EXTRACTED RECORDS ▸
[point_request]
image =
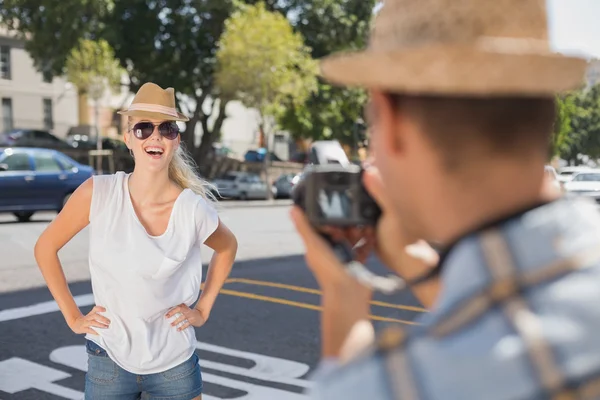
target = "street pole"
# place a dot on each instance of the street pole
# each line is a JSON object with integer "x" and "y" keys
{"x": 98, "y": 137}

WHAT YOU HAVE TO DO ▸ Return the material verbatim; the images are not to appear in the copy.

EXERCISE OUTPUT ▸
[point_request]
image =
target = "street pole"
# place a dot on each instance of the street pole
# each line is a JSON object with integer "x" and "y" keys
{"x": 98, "y": 137}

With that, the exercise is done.